= Task instructions =
Output only the lines that run from the line holding "Indicate every instance of the small" to the end of the entries, both ends included, and skip the pictures.

Dataset entries
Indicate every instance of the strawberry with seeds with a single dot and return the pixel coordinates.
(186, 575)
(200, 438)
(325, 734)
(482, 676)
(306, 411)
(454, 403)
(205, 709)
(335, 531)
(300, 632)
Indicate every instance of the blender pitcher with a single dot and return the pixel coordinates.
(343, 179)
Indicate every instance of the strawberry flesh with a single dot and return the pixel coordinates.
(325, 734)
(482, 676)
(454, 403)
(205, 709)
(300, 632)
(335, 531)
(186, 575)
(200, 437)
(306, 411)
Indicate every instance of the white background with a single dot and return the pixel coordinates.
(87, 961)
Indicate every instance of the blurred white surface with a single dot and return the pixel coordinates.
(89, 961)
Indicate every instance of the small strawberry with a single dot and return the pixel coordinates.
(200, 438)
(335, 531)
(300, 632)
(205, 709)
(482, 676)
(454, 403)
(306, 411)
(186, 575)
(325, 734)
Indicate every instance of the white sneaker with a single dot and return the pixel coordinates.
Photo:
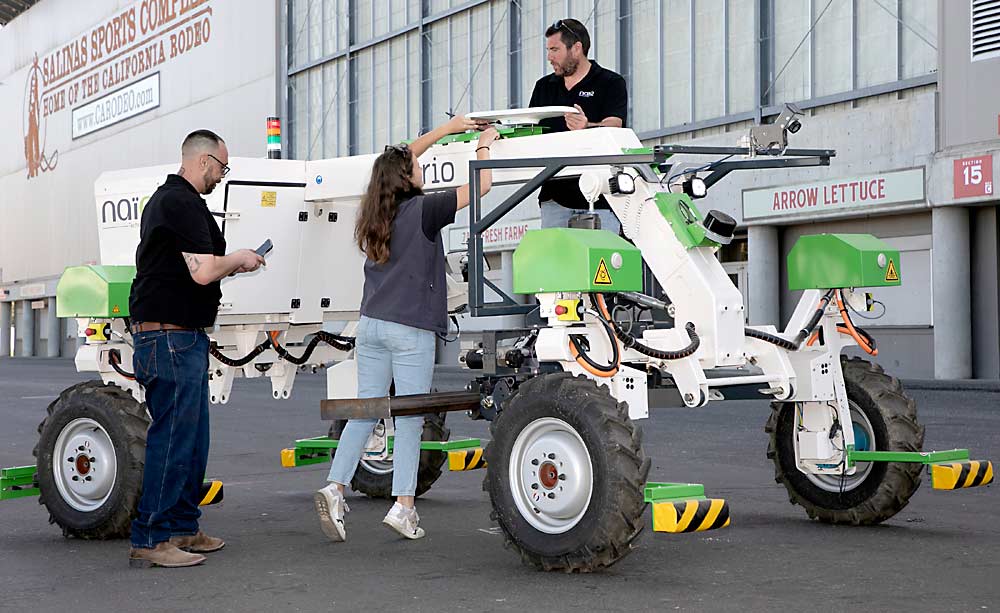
(404, 521)
(331, 506)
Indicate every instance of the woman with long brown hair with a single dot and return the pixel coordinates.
(403, 307)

= Answer to the problem =
Indicate every instance of the small strawberry with a single dot and return the pixel coordinates.
(200, 438)
(335, 531)
(300, 632)
(205, 709)
(482, 676)
(454, 403)
(306, 411)
(186, 575)
(325, 734)
Indicate every instance of the white sneaker with a single dot and return the pixel coordinates.
Photo:
(404, 521)
(331, 506)
Indicate every instance of the woman with long brown hair with a single dot and return the pixel coordinates.
(403, 307)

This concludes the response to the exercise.